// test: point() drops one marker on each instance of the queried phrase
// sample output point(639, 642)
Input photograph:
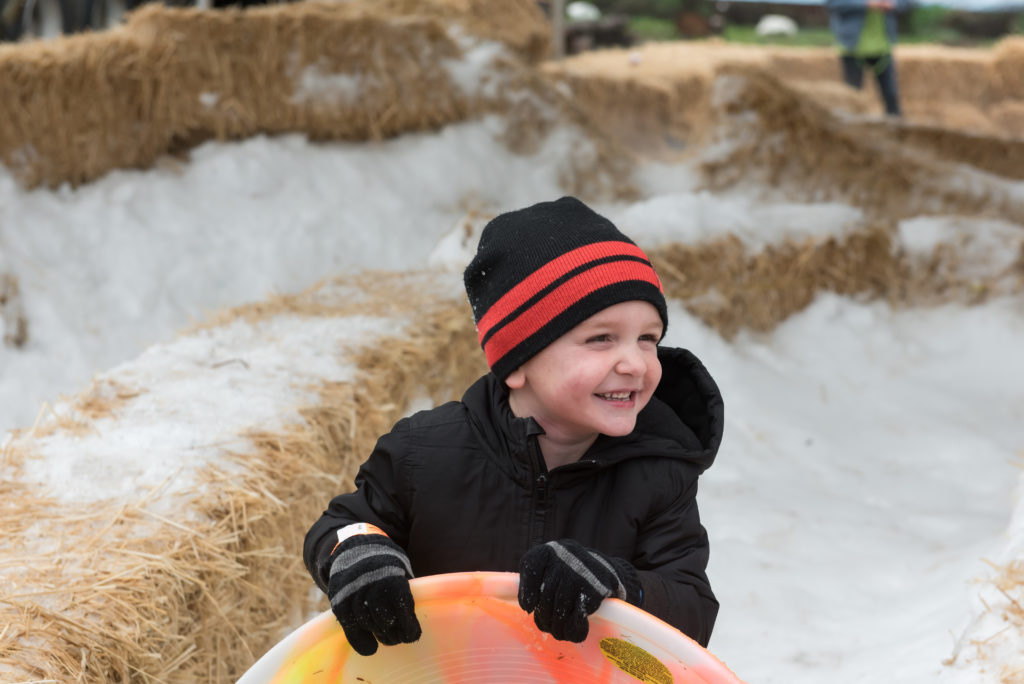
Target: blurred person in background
point(865, 31)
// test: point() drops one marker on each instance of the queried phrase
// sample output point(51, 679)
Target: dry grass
point(81, 105)
point(118, 593)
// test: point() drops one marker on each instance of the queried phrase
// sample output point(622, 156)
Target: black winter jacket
point(464, 487)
--*--
Every record must be duplicated exactly, except for the pictures, which are left out.

■ RESULT FOR THIS EXERCISE:
// test: point() drops one marker on each instance of the queried phrase
// sample output point(639, 642)
Input photograph:
Target: blurred person in background
point(865, 31)
// test: point() drops one marker on each instance of the queried phrase
// sample output point(51, 679)
Target: dry grass
point(81, 105)
point(118, 593)
// test: point() drops one marker on each instance of the queried phrase
// sample output point(622, 156)
Target: black winter jacket
point(464, 487)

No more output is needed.